#### [Information supplied]

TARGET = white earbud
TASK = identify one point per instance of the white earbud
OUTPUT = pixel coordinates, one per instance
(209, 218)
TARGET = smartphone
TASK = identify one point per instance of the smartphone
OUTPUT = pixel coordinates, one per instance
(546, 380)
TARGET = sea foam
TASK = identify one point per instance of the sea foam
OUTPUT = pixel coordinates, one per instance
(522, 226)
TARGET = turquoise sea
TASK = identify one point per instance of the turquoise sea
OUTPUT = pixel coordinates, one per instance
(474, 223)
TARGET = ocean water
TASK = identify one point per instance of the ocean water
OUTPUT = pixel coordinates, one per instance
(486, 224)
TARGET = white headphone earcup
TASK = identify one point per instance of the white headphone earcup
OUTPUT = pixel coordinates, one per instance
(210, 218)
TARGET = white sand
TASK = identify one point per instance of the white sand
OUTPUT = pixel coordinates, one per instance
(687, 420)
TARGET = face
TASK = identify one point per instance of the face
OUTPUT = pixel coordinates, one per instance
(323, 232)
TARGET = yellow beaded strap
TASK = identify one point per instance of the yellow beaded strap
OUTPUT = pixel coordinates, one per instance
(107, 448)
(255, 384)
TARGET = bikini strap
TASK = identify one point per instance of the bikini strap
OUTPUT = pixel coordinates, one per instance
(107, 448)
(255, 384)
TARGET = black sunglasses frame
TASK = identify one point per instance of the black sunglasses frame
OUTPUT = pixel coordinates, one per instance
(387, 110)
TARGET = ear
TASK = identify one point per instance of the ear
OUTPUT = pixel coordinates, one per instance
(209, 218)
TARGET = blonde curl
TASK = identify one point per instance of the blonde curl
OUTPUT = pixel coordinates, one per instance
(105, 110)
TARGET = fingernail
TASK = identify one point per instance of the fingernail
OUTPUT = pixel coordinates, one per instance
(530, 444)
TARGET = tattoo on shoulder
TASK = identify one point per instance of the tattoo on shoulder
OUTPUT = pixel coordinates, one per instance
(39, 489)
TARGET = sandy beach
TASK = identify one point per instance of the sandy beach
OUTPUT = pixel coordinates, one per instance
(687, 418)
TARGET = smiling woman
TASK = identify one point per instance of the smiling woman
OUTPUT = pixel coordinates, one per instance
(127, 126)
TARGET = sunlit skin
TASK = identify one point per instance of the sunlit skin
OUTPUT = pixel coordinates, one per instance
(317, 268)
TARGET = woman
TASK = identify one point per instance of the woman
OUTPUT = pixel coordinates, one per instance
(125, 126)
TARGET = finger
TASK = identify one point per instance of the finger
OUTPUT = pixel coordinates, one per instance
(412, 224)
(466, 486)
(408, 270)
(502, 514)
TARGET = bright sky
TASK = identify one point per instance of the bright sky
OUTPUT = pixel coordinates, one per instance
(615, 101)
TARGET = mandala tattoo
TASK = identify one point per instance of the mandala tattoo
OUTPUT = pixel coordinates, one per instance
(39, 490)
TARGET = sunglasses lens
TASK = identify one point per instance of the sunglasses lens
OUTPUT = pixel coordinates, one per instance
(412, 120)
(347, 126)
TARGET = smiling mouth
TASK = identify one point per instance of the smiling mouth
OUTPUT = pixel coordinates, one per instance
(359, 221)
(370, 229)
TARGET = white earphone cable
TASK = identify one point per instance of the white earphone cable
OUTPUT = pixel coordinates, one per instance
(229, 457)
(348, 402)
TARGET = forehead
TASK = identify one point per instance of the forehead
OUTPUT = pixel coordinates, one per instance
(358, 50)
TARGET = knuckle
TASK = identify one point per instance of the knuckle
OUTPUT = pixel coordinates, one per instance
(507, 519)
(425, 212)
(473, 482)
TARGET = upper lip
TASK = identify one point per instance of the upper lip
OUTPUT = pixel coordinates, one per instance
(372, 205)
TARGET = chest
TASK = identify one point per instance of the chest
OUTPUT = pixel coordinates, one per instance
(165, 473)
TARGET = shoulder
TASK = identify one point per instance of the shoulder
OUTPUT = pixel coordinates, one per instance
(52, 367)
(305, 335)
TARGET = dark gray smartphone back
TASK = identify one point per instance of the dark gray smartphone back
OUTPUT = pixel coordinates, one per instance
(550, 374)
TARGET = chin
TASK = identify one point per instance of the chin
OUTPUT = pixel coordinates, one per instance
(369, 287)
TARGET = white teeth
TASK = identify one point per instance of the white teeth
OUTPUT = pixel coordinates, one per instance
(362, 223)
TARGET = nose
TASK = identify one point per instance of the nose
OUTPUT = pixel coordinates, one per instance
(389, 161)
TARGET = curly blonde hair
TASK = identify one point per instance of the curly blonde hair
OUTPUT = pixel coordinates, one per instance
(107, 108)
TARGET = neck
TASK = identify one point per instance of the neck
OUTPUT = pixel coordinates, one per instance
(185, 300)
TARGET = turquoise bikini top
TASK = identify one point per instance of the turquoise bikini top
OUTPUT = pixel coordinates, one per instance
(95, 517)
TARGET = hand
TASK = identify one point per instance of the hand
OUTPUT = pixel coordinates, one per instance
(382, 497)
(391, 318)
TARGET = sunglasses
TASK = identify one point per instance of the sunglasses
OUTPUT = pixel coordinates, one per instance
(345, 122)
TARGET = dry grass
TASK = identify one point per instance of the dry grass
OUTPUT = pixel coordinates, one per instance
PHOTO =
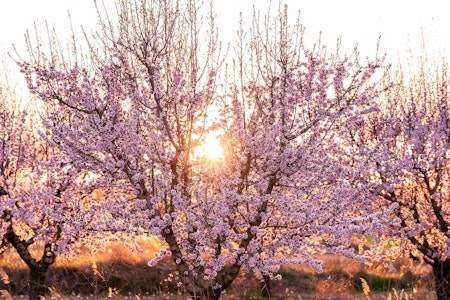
(122, 274)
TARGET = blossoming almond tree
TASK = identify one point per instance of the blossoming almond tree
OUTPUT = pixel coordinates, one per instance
(134, 114)
(43, 214)
(402, 154)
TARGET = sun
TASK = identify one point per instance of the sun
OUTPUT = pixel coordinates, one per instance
(210, 147)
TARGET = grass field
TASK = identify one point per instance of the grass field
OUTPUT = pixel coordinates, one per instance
(119, 273)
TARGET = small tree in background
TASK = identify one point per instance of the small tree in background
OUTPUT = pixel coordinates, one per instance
(134, 113)
(402, 155)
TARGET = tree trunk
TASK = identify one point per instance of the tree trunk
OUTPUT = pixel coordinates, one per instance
(441, 272)
(36, 282)
(265, 286)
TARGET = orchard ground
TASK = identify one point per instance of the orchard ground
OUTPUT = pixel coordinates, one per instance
(119, 273)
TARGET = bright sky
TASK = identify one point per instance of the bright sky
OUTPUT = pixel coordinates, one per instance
(398, 22)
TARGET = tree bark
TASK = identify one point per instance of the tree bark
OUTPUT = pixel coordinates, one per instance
(36, 282)
(265, 286)
(441, 272)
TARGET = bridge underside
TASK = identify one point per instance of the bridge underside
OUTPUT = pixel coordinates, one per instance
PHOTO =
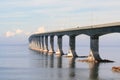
(40, 41)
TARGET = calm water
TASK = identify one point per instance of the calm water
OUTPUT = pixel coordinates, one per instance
(19, 63)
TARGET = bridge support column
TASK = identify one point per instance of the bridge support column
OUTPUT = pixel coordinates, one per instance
(42, 43)
(51, 44)
(59, 43)
(72, 52)
(46, 44)
(94, 46)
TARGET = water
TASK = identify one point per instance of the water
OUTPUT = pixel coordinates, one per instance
(17, 62)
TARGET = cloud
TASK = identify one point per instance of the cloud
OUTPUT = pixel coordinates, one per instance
(19, 31)
(9, 34)
(40, 30)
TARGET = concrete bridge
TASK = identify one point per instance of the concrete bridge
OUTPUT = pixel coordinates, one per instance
(40, 41)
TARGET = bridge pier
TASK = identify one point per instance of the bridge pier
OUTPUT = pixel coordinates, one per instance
(46, 44)
(51, 44)
(72, 52)
(59, 43)
(94, 46)
(42, 43)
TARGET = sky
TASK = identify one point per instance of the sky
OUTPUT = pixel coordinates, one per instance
(21, 18)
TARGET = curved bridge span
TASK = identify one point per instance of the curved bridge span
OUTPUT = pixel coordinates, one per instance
(40, 41)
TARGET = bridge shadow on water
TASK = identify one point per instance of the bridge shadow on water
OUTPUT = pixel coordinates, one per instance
(61, 63)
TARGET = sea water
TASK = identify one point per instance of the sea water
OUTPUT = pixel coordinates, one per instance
(18, 62)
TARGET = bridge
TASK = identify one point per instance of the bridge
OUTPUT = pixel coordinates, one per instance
(40, 41)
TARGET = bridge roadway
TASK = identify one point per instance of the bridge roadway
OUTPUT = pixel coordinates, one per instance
(40, 41)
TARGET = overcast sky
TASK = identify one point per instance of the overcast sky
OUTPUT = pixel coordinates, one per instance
(21, 18)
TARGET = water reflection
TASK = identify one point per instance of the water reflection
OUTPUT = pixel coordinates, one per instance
(71, 72)
(59, 62)
(51, 61)
(71, 68)
(94, 68)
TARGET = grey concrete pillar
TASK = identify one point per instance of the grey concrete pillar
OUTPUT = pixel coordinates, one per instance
(59, 43)
(94, 46)
(72, 52)
(51, 44)
(46, 44)
(42, 43)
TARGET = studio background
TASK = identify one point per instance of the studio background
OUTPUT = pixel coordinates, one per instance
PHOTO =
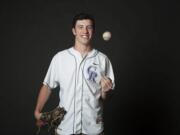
(144, 51)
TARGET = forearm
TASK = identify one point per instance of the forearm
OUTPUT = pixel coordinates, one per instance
(42, 99)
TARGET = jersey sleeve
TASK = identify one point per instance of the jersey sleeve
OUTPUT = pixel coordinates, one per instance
(51, 79)
(109, 72)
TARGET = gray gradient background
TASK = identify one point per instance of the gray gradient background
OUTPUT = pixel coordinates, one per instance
(144, 51)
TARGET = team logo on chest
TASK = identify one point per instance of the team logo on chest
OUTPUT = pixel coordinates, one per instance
(92, 73)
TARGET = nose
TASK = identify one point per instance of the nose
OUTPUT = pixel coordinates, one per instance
(85, 30)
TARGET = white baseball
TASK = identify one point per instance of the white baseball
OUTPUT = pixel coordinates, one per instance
(106, 35)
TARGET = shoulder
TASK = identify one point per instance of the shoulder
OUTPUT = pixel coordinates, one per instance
(101, 54)
(61, 53)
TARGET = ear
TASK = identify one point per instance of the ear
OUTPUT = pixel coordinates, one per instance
(73, 31)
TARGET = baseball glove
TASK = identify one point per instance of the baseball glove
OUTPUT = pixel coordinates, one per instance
(52, 118)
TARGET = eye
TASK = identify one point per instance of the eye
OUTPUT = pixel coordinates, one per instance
(90, 27)
(80, 26)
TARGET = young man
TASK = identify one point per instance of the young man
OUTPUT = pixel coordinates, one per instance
(84, 75)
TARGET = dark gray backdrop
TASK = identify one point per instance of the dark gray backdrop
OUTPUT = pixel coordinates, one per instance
(144, 51)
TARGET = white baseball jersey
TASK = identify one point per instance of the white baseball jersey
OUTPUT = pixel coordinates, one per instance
(80, 89)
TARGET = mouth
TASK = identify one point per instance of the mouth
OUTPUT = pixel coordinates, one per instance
(85, 36)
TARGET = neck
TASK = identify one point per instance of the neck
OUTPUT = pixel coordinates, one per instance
(83, 49)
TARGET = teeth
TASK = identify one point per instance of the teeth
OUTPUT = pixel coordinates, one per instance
(85, 36)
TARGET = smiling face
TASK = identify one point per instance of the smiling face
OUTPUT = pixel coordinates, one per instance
(83, 31)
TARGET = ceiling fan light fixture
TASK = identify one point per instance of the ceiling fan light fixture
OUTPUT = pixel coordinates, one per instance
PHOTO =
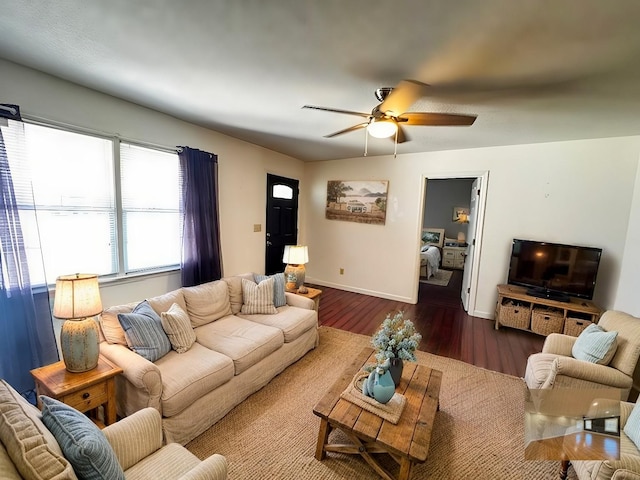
(382, 128)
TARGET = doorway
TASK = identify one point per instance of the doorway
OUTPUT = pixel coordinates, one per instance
(282, 220)
(472, 191)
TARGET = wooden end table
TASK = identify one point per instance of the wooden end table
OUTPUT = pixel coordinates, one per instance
(407, 442)
(84, 391)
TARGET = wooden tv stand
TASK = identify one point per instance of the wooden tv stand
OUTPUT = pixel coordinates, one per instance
(543, 316)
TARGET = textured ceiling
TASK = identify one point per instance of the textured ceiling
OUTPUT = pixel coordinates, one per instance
(532, 70)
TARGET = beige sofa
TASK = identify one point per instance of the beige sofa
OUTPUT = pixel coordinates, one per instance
(29, 450)
(234, 355)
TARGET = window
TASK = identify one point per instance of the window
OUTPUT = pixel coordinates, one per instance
(89, 219)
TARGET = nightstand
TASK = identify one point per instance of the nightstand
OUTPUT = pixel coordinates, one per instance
(84, 391)
(453, 257)
(313, 294)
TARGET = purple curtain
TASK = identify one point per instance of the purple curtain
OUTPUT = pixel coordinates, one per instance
(27, 339)
(201, 254)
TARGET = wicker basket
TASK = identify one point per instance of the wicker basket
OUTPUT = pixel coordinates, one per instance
(545, 321)
(574, 326)
(513, 315)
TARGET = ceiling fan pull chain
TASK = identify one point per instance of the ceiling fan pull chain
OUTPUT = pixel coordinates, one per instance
(395, 145)
(366, 141)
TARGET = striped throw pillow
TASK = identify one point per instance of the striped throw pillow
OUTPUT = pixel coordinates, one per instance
(257, 298)
(144, 333)
(279, 298)
(595, 345)
(177, 326)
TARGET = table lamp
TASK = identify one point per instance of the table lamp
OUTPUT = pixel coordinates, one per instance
(77, 301)
(295, 256)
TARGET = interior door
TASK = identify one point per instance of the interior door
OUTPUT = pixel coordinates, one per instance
(282, 220)
(471, 239)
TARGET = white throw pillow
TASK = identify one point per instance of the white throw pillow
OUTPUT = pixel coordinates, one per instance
(258, 298)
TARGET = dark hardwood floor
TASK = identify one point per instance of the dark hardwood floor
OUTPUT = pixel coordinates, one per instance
(445, 327)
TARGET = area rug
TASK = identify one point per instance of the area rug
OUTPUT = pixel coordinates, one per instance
(478, 432)
(441, 278)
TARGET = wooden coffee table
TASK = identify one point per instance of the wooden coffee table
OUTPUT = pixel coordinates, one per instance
(407, 442)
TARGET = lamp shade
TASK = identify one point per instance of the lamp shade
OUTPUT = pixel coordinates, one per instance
(295, 254)
(382, 128)
(77, 298)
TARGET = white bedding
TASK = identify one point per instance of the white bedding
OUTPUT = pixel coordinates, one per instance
(429, 261)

#### [Exercise directions]
All lines from the one containing "TARGET = nightstand" through the final line of the listing above are to be reproduced exactly; include both and add nothing.

#### [Correct answer]
TARGET = nightstand
TASK = identify one point per instance of the nightstand
OUTPUT = pixel coordinates, one per instance
(84, 391)
(453, 257)
(313, 294)
TARGET = purple curtain
TASK = identify one point per instance of the purple curtain
OUTPUT = pixel coordinates, one per instance
(27, 339)
(201, 254)
TARGET = wicker basket
TASK = identify one point per instance of the wicker basket
OUTPUT = pixel coordinates, one per instance
(545, 321)
(574, 326)
(513, 315)
TARGET = ceiling fan pull chain
TASK = identify one point per instance of the ceiling fan pull chain
OUTPUT = pixel coordinates, one per instance
(395, 145)
(366, 141)
TARGET = striped throw pillow
TASK = identify one point per instance of the striped throw pillow
OUTPUT = pixel coordinates, one per instance
(257, 298)
(144, 333)
(279, 298)
(595, 345)
(177, 326)
TARGET = table lamp
TASK = identify one point per instance of the table lamp
OUTPUT = pixel coordinates, one per instance
(77, 301)
(295, 256)
TARGET = interior door
TASK = identify one point per instance of the interior door
OUTPUT = pixel coordinates, one per instance
(282, 220)
(471, 239)
TARGET = white throw pillow
TASK = identify one point per instance of the white throw pillow
OUTPUT = pixel coordinates, one per instance
(258, 298)
TARGET = dark hardwood floor
TASK = identify one point per instance of the dark hardwood floor
OUTPUT = pixel coordinates, one per instance
(445, 327)
TARGET = area rug
TASK = identify one point per instance of the area rug
OUTPUT = pixel coordinates, one per instance
(478, 432)
(441, 278)
TARGET = wooden coffee table
TASK = identify one point per instance of the wooden coffee table
OUTPUT = pixel coordinates, one per instance
(407, 442)
TARGET = lamp shade
TASK = identify one point per instance of the lamp shade
OUTPUT = pixel coordinates, one per instance
(295, 254)
(382, 128)
(77, 298)
TARGET = white bedding
TASK = identify one point per instance of the white bedding
OUTPUT = pixel coordinates, one per instance
(429, 261)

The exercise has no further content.